● Tâches à réaliser:
A. Indiquez si chacune des affirmations suivantes concorde avec le passage sur le centre de Sfax, en répondant par oui ou par non et en citant les mots décisifs du passage : (i) le centre a été créé en 2007 ; (ii) les autorités ont généreusement soutenu le centre ; (iii) le centre a décidé de fermer ses portes le 26 janvier 2016.
B. Reproduisez à l’identique, dans le passage sur le centre de Sfax, tout ce qui va de « Par Farhat Othman » jusqu’à « sa mission imposait. ».

Si le gouvernement veut lutter efficacement contre la toxicomanie, il doit déclarer la guerre aux trafiquants et cesser de harceler les consommateurs.
Par Farhat Othman
Il existe à Sfax le seul centre de lutte contre la toxicomanie et de désintoxication en Tunisie et au Maghreb. Il existait devons-nous dire, car il a décidé de fermer ses portes le 26 janvier 2016, comme l’annonce son directeur exécutif, Zied Missaoui, sur la page Facebook du centre.*
Cautère sur jambe de bois
Créé en 2007, situé à Thyna, ce centre d’aide, d’écoute et de prise en charge des usages de drogues n’a jamais eu réellement les faveurs des autorités, ne recevant qu’avec parcimonie l’aide que sa mission imposait.
Or, l’intérêt de son existence et sa pérennité ne sont plus à démontrer au moment même où toutes les études sérieuses traitant de toxicomanie insistent sur l’impératif de dépénaliser totalement la consommation des drogues douces et de privilégier la prévention et la désintoxication.
On peut ainsi se référer utilement à ce sujet au dernier rapport exhaustif sur la question de la Commission de l’ONU chargée de la question.**
Toutefois, malgré les preuves accablantes, le gouvernement ne semble pas convaincu sur l’inanité, sinon la gravité, de sa politique répressive, continuant à réagir en la matière par dogmatisme, refusant d’user de la seule arme efficace qui soit, qui est la dépénalisation des drogues douces, et ce au nom d’un prétexte fallacieux moral et religieux.

● Données sources:
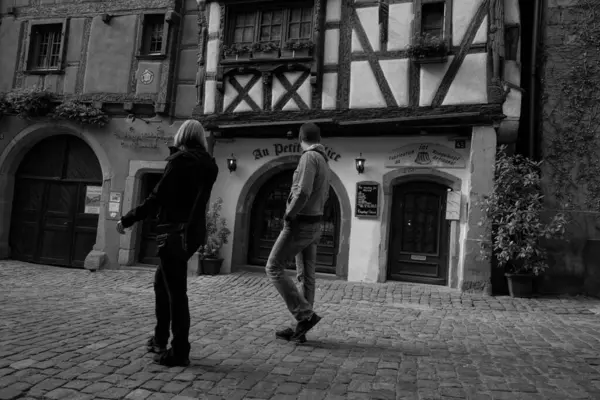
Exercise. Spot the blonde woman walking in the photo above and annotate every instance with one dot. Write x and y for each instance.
(179, 199)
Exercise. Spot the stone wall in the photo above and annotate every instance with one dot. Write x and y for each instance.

● Réponses par point:
A.
(i) Oui : « Créé en 2007 ».
(ii) Non : « ne recevant qu’avec parcimonie l’aide que sa mission imposait ».
(iii) Oui : « il a décidé de fermer ses portes le 26 janvier 2016 ».

B.
Par Farhat Othman
Il existe à Sfax le seul centre de lutte contre la toxicomanie et de désintoxication en Tunisie et au Maghreb. Il existait devons-nous dire, car il a décidé de fermer ses portes le 26 janvier 2016, comme l’annonce son directeur exécutif, Zied Missaoui, sur la page Facebook du centre.*
Cautère sur jambe de bois
Créé en 2007, situé à Thyna, ce centre d’aide, d’écoute et de prise en charge des usages de drogues n’a jamais eu réellement les faveurs des autorités, ne recevant qu’avec parcimonie l’aide que sa mission imposait.